┌────────

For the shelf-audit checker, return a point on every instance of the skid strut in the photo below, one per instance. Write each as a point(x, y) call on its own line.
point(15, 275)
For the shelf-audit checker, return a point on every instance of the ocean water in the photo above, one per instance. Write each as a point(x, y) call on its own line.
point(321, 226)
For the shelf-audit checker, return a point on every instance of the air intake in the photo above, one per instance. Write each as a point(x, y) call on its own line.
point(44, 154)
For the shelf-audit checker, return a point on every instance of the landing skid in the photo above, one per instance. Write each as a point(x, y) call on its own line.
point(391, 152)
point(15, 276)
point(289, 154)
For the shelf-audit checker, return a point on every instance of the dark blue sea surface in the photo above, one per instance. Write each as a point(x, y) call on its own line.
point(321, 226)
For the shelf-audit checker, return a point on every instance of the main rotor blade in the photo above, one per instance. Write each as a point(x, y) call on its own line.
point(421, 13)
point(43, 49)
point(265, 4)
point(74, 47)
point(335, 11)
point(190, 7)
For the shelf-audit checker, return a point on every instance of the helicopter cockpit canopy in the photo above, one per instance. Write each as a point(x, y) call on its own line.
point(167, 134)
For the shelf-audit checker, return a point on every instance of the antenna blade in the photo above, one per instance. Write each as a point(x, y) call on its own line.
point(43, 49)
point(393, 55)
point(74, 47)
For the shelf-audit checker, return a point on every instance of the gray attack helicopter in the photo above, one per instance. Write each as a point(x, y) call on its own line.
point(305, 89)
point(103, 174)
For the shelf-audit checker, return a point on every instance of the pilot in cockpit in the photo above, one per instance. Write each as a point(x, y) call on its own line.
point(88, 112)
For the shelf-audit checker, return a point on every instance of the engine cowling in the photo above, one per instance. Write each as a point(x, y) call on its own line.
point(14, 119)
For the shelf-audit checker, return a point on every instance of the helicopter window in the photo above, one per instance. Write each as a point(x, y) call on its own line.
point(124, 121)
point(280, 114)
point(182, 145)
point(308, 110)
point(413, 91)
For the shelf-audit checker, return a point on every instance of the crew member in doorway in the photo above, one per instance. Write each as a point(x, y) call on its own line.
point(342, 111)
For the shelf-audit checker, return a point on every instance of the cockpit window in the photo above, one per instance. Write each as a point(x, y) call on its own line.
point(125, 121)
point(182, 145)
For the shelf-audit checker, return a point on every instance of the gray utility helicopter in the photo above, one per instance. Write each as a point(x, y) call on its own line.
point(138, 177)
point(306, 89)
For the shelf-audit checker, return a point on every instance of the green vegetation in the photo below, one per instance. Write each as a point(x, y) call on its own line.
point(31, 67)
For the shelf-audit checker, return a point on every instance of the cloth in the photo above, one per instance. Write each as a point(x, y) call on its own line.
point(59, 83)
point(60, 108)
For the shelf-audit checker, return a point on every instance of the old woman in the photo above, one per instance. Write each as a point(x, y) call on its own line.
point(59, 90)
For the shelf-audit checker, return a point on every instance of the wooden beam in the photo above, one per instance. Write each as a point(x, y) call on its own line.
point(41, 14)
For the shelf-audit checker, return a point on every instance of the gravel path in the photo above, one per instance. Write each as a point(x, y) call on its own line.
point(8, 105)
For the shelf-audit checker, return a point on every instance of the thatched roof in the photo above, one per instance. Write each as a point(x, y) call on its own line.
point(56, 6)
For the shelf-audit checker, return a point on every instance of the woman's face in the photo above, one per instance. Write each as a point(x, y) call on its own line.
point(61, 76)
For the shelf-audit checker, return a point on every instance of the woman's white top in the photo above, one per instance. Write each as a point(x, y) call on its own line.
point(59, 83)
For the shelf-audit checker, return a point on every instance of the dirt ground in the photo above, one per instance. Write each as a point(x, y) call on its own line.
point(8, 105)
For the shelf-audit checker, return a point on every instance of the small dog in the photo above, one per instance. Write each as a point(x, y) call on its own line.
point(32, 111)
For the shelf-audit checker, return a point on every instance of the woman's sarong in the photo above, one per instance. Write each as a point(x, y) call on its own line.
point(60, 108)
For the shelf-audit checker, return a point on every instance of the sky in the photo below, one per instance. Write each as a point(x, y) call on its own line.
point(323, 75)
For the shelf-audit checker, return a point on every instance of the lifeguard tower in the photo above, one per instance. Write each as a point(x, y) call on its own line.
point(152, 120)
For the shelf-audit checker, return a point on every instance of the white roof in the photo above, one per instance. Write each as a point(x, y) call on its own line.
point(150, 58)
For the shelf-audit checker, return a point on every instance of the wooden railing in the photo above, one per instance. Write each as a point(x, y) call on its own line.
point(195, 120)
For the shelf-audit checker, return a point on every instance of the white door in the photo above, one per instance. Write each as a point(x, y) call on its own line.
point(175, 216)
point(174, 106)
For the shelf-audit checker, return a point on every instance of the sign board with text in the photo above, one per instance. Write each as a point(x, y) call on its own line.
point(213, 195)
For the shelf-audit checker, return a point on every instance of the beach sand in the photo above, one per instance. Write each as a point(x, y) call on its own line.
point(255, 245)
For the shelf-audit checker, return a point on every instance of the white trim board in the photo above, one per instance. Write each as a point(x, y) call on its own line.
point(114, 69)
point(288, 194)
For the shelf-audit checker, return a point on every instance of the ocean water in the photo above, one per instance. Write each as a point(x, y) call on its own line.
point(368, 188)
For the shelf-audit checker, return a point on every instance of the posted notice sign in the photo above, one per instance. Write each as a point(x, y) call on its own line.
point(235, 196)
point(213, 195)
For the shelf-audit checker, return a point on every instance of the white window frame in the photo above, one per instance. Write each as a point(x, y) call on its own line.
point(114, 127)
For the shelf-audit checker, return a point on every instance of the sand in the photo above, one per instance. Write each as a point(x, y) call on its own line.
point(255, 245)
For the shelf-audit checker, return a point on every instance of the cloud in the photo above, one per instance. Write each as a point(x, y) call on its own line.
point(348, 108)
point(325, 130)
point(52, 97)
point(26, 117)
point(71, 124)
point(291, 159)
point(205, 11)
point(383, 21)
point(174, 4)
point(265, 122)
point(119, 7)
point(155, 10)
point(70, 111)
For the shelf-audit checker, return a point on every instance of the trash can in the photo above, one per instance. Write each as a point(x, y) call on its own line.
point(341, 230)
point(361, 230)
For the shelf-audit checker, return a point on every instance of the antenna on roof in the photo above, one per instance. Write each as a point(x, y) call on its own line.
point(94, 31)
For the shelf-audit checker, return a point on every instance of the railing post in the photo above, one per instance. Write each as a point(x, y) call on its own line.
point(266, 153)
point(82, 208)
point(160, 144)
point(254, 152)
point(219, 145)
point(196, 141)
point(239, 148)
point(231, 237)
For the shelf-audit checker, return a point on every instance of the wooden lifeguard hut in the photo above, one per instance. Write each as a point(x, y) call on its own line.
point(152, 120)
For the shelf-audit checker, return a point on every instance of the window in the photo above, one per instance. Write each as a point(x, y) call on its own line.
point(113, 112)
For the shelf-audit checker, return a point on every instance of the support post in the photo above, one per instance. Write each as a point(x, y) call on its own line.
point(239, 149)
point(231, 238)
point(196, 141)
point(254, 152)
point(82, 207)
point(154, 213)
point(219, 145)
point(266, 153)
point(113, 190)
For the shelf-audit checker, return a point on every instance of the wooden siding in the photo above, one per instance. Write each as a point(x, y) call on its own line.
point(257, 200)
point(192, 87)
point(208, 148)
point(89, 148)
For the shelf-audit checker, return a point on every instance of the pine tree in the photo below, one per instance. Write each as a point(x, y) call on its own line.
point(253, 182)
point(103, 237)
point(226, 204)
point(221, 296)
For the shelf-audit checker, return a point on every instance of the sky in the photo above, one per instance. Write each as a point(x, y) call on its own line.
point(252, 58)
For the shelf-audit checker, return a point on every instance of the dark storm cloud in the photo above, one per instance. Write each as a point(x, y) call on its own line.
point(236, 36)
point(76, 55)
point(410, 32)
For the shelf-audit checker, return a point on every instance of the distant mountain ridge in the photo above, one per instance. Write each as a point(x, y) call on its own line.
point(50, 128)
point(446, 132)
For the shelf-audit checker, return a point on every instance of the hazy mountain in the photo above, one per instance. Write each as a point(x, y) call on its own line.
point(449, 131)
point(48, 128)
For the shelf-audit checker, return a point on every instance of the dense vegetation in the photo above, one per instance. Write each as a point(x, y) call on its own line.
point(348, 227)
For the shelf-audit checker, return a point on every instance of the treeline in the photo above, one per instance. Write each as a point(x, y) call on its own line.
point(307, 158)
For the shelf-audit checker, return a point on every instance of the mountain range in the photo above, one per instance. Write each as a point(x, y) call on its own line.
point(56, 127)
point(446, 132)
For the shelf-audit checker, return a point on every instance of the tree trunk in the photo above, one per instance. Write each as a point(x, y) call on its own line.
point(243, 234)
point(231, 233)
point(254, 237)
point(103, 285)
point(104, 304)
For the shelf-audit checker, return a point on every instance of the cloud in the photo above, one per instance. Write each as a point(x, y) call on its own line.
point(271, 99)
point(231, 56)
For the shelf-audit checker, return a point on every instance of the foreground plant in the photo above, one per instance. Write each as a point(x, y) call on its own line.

└────────

● **WORK TO BE COMPLETED**: Copy out verbatim the stretch of items above from the line containing "of the posted" through the line containing "point(231, 237)", both included.

● **THE COMPLETED TASK**:
For the shelf-audit checker, return a point on every instance of the posted notice sign in the photo above, one per instance. Write each as a point(x, y) call on its own line.
point(235, 196)
point(213, 195)
For the shelf-audit checker, return a point on every instance of the white window frame in the photo above, one per instance. Write each as a point(x, y) call on its own line.
point(114, 127)
For the shelf-audit checker, return a point on every instance of the sand in the photo above, one per instance. Write each as a point(x, y) call on its own line.
point(255, 245)
For the shelf-audit checker, return a point on every instance of the cloud in the photo above, one per instance. Write each as a point(x, y) call on its own line.
point(348, 108)
point(325, 130)
point(52, 97)
point(26, 117)
point(71, 124)
point(291, 159)
point(205, 11)
point(383, 21)
point(174, 4)
point(265, 122)
point(119, 7)
point(155, 10)
point(70, 111)
For the shelf-audit checker, return a point on every instance of the trash can in the photo above, one per instance. Write each as a point(x, y) call on its own line.
point(341, 230)
point(361, 230)
For the shelf-audit checker, return a point on every instance of the antenna on roof in the photo above, one per instance. Write each as a point(x, y) call on its own line.
point(94, 31)
For the shelf-audit checker, return a point on every instance of the railing post in the photo above, one per instance. Write each as a point(x, y) call on its own line.
point(266, 153)
point(82, 208)
point(160, 144)
point(254, 152)
point(219, 145)
point(196, 141)
point(239, 148)
point(231, 237)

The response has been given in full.